**Document text**

Human Rights Watch Wants to Stop Killer Robots
If it’s not already too late...
Photo by Flickr user Global Panorama.
It’s probably already too late to stop the inevitable domination of the robot race—because, let’s be real, our iPhones are about iOS update away from becoming self-aware and subjugating all of humankind—but that won’t stop Human Rights Watch from trying. The human rights organization published a report called Mind the Gap on Thursday imploring the United Nations to adopt laws that would prohibit the development of “autonomous killer robots.” “Autonomous” is the key word here, because, as we all well know, killer robots already do exist, and they can fly, too—they’re called drones.
Human Rights Watch, along with its co-author, Harvard Law School’s International Human Rights Clinic, recommend that the U.N. “prohibit the development, production, and use of fully autonomous weapons through an international legally binding instrument” and “adopt national laws and policies that prohibit the development, production, and use of fully autonomous weapons.”
They concluded in their report:
The weapons themselves could not be held accountable for their conduct because they could not act with criminal intent, would fall outside the jurisdiction of international tribunals, and could not be punished. Criminal liability would likely apply only in situations where humans specifically intended to use the robots to violate the law. In the United States at least, civil liability would be virtually impossible due to the immunity granted by law to the military and its contractors and the evidentiary obstacles to products liability suits.

**Source material**
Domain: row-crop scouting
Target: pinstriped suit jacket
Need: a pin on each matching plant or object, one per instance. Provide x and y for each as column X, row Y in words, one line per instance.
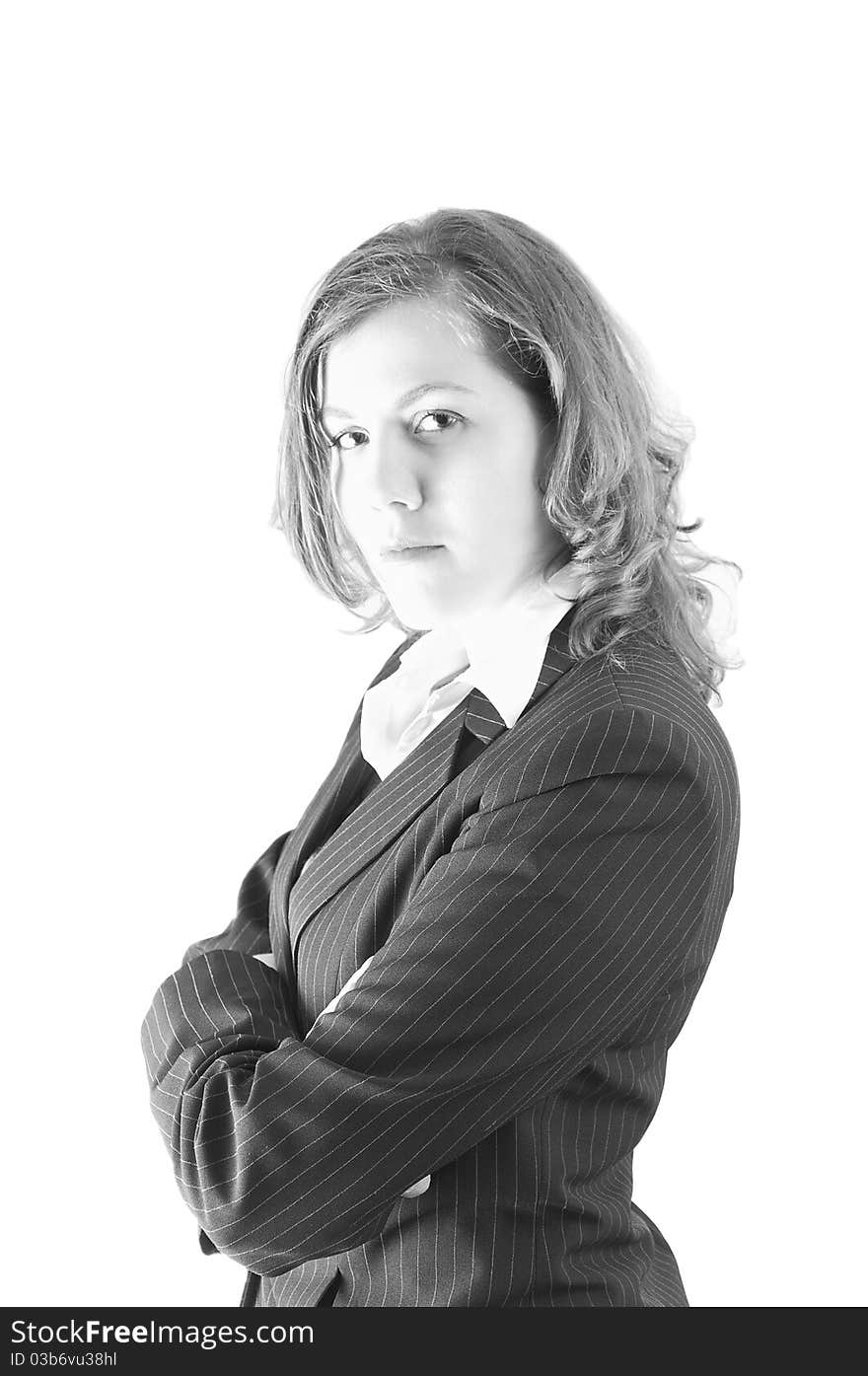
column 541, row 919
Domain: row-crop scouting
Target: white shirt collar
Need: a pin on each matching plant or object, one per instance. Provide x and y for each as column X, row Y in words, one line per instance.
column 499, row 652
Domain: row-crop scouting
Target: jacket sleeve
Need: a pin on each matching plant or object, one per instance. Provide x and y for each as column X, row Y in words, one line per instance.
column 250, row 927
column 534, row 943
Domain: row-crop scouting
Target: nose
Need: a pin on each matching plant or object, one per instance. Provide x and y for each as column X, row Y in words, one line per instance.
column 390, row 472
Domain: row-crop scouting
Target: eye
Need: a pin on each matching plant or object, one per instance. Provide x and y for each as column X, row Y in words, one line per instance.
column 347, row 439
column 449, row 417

**Exercise requirements**
Reproduce the article above about Human Rights Watch and autonomous killer robots word for word, from its headline to its final sentence.

**Exercise result**
Human Rights Watch Wants to Stop Killer Robots
If it’s not already too late...
Photo by Flickr user Global Panorama.
It’s probably already too late to stop the inevitable domination of the robot race—because, let’s be real, our iPhones are about iOS update away from becoming self-aware and subjugating all of humankind—but that won’t stop Human Rights Watch from trying. The human rights organization published a report called Mind the Gap on Thursday imploring the United Nations to adopt laws that would prohibit the development of “autonomous killer robots.” “Autonomous” is the key word here, because, as we all well know, killer robots already do exist, and they can fly, too—they’re called drones.
Human Rights Watch, along with its co-author, Harvard Law School’s International Human Rights Clinic, recommend that the U.N. “prohibit the development, production, and use of fully autonomous weapons through an international legally binding instrument” and “adopt national laws and policies that prohibit the development, production, and use of fully autonomous weapons.”
They concluded in their report:
The weapons themselves could not be held accountable for their conduct because they could not act with criminal intent, would fall outside the jurisdiction of international tribunals, and could not be punished. Criminal liability would likely apply only in situations where humans specifically intended to use the robots to violate the law. In the United States at least, civil liability would be virtually impossible due to the immunity granted by law to the military and its contractors and the evidentiary obstacles to products liability suits.